* _WORK INSTRUCTIONS_
Set out every line of the items below as a JSON list of strings, one string per line, with blank lines omitted and the pictures left out.

* _DATA EXCERPTS_
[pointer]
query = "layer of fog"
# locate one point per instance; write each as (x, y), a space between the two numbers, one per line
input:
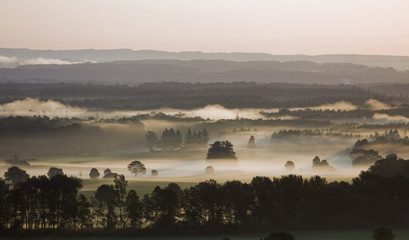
(267, 159)
(14, 61)
(50, 108)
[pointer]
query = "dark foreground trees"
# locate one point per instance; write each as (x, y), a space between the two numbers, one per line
(41, 203)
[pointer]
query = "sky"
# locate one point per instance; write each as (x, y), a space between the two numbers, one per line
(272, 26)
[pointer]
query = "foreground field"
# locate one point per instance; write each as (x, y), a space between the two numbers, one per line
(360, 234)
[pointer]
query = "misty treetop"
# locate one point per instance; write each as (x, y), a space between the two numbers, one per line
(221, 150)
(172, 140)
(42, 202)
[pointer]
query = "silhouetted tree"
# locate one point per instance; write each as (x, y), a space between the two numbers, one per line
(133, 209)
(390, 165)
(239, 199)
(136, 167)
(252, 142)
(108, 174)
(289, 165)
(152, 140)
(108, 196)
(120, 187)
(383, 233)
(188, 137)
(16, 175)
(94, 174)
(53, 171)
(209, 170)
(221, 150)
(84, 212)
(279, 236)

* _RESULT OF THE EXERCISE_
[
  "[pointer]",
  "query = \"layer of fog\"",
  "# locate one point per instance; write each as (x, y), a space between the two numbers, one per line",
  "input:",
  "(267, 159)",
  "(14, 61)",
  "(50, 108)",
  "[pointer]",
  "query = \"dark foreground trees\"",
  "# locate one point per instance; write each as (x, y), a space between the two numbers, one per line",
  "(41, 203)",
  "[pointer]",
  "query = \"sky\"",
  "# locate one point per instance; write each as (x, y), a space between the two numbers, one per line",
  "(272, 26)",
  "[pointer]",
  "query = \"foreground field\"",
  "# locate one point per instance; write each as (x, y), a space between the two numbers, one per line",
  "(360, 234)",
  "[pointer]",
  "query = \"misty treetop\"",
  "# locate one point per instance; write each as (x, y), a space between the two numbers, one per line",
  "(221, 150)",
  "(172, 140)",
  "(42, 202)",
  "[pointer]",
  "query = \"silhouetted tree\"",
  "# locate one point per instance; write each as (x, y), a space between the two numbers, one per line",
  "(133, 209)",
  "(390, 165)",
  "(239, 199)",
  "(136, 167)",
  "(252, 142)",
  "(108, 174)",
  "(289, 165)",
  "(152, 140)",
  "(108, 196)",
  "(120, 187)",
  "(383, 233)",
  "(188, 137)",
  "(16, 175)",
  "(94, 174)",
  "(53, 171)",
  "(209, 170)",
  "(221, 150)",
  "(84, 212)",
  "(279, 236)"
]